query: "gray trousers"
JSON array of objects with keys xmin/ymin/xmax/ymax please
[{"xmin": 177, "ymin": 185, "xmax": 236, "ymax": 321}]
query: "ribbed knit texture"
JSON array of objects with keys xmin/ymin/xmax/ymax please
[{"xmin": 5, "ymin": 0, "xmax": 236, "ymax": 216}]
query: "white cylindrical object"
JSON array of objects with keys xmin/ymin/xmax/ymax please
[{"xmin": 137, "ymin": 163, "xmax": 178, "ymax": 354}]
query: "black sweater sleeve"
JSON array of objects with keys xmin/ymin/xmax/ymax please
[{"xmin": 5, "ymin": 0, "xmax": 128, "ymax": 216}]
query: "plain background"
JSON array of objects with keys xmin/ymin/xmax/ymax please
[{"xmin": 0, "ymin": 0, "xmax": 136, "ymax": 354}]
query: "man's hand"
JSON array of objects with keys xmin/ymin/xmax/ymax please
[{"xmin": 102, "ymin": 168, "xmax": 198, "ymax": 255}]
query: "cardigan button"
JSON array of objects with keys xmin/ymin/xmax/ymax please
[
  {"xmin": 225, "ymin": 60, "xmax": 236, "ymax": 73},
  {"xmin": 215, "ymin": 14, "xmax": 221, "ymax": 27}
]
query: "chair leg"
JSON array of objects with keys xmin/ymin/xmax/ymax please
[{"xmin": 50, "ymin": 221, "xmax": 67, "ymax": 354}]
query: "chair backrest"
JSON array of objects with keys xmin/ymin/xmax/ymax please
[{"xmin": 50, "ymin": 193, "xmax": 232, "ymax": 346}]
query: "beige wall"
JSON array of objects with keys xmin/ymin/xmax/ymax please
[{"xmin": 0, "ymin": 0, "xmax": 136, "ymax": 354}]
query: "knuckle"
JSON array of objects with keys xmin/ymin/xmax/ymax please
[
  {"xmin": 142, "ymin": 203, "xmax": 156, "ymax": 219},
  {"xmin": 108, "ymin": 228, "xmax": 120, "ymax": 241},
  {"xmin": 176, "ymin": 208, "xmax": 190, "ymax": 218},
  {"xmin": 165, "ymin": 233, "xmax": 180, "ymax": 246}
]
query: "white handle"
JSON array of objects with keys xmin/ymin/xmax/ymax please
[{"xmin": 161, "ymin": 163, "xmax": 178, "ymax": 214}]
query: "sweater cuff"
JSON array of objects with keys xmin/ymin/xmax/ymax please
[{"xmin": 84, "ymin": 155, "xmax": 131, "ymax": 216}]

------

→ Instructions for the task
Collect every line of the data above that contains the word "chair", and copy each one unchanged.

→ Completed task
query: "chair leg"
query: "chair backrest"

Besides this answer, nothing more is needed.